OPERATIONS UPDATE: CONTINUED DRILLING SUCCESS IN SPARKY AND
SE SASKATCHEWAN CORE AREAS
Surge began the Company's post-breakup 2024 drilling program in
May, with two rigs drilling in the Sparky core area and one rig in
the SE Saskatchewan core area.
Surge remains on track to meet the Company's 2024 production exit
rate target of 24,000 boepd.
Surge's post-breakup 2024 drilling program consists of a total
of 51 gross (50.0 net) wells, with 32 gross (32.0 net) wells
planned in the Sparky core area and 19 gross (18.0 net) in the
SE Saskatchewan core area. Two
drilling rigs will be utilized in the Sparky core area, one of
which will be drilling 8 gross (8.0 net) multi-lateral wells. Six
of these multi-lateral wells will be drilled on Surge's large, new
Sparky crude oil discovery at Hope Valley.
The second quarter is traditionally a slow drilling activity
quarter for Canadian oil and gas companies as counties impose
annual spring road bans for moving heavy trucks and drilling
equipment. Accordingly, after a successful and active Q1/24
drilling program, Surge focused a significant portion of its Q2/24
capital expenditures on facility, pipeline, and well maintenance
work, as well as further land consolidation in SE Saskatchewan. Subsequent to road bans being
lifted in late May/early June, Surge resumed drilling activity in
both the SE Saskatchewan and
Sparky core areas, with three rigs currently running.
During Q2/24, Surge safely executed three operated oil battery
turnarounds in the Sparky and SE
Saskatchewan core areas. In addition, the Company
experienced several unplanned turnarounds, outages, and
restrictions at facilities operated by third parties, the impact of
the unscheduled turnarounds reduced production in the quarter by
approximately 400 boepd.

• EXTRACTED DATA
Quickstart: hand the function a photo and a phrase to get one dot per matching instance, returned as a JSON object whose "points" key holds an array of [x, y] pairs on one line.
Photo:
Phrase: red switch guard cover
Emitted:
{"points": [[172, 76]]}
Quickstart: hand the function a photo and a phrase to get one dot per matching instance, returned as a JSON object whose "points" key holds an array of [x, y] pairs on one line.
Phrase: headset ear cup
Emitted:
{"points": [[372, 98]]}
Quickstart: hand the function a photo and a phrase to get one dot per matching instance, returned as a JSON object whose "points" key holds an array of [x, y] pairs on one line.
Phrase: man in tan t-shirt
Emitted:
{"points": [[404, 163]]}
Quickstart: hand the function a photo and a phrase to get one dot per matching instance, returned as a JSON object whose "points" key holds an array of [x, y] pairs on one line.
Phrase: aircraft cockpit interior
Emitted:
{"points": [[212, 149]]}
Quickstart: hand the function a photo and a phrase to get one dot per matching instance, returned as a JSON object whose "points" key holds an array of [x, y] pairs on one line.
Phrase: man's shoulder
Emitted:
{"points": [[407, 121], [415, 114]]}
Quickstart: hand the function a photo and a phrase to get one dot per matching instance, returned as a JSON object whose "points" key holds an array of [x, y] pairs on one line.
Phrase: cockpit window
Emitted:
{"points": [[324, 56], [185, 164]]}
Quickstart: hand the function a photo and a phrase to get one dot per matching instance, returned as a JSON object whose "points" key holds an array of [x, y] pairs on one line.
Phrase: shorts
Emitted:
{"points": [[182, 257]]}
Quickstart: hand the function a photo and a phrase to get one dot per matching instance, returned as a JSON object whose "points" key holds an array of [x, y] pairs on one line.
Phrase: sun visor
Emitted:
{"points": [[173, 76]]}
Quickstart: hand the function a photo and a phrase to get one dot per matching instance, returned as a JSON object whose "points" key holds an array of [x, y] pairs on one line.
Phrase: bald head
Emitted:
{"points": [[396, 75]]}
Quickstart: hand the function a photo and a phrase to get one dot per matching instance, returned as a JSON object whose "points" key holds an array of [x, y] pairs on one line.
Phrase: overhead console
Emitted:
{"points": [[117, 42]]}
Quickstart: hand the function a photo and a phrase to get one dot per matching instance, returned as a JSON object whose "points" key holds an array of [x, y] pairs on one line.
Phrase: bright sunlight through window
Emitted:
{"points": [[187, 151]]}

• STATED PROBLEM 1
According to the drilling update, how many gross wells make up Surge's post-breakup 2024 drilling program?
• STATED PROBLEM 2
Continue the Surge drilling update from its last sentence.

• TASK ANSWER 1
51 gross (50.0 net) wells.

• TASK ANSWER 2
OUTLOOK: THE PATH TO VALUE MAXIMIZATION
Surge's strong cash flow from operating activities, excellent
production efficiencies, and 24 percent corporate production
decline, together with an annual capital budget of $190 million, combine to generate a forecasted
$100 million of FCF2 based
on the Company's 2024 budget pricing estimate of US$75 WTI pricing per barrel3. On this
basis, FCF represents 34 percent of the Company's estimated cash
flow from operating activities for 2024.
Surge is well positioned to continue delivering attractive
shareholder returns in 2024 and beyond, based on the following key
corporate fundamentals (at US$75 WTI
pricing)3:
- Estimated 2024 exit production of 24,000 boepd (87 percent
liquids);
- Estimated 24 percent annual corporate production decline;
- Estimated 2024 cash flow from operating activities of
$290 million;
- Estimated 2024 FCF of $100
million;
- $52 million annual base dividend
($0.52 per share annual cash
dividend, paid monthly);
- More than 900 (net) internally estimated drilling locations
providing a 12 year drilling inventory; and
- $1.4 billion in tax pools
(providing an estimated 4 year tax horizon).
Given the early achievement of Surge's Phase 2 net debt target,
the Company now forecasts having $48
million of excess FCF annually to allocate after paying its
current base dividend of $0.52 per
share per annum to shareholders, at US$75 WTI pricing. The Company has allocated the
full $48 million of this excess FCF
to share buybacks and continued net debt reduction.
As Surge reaches its Phase 3 "terminal" net debt target of
$170 million, the Company's
Management and Board will consider adding an annual production per
share growth target (3 to 5 percent per year), as well as assess
the efficacy of additional share buybacks and/or special dividends
to further enhance shareholder returns.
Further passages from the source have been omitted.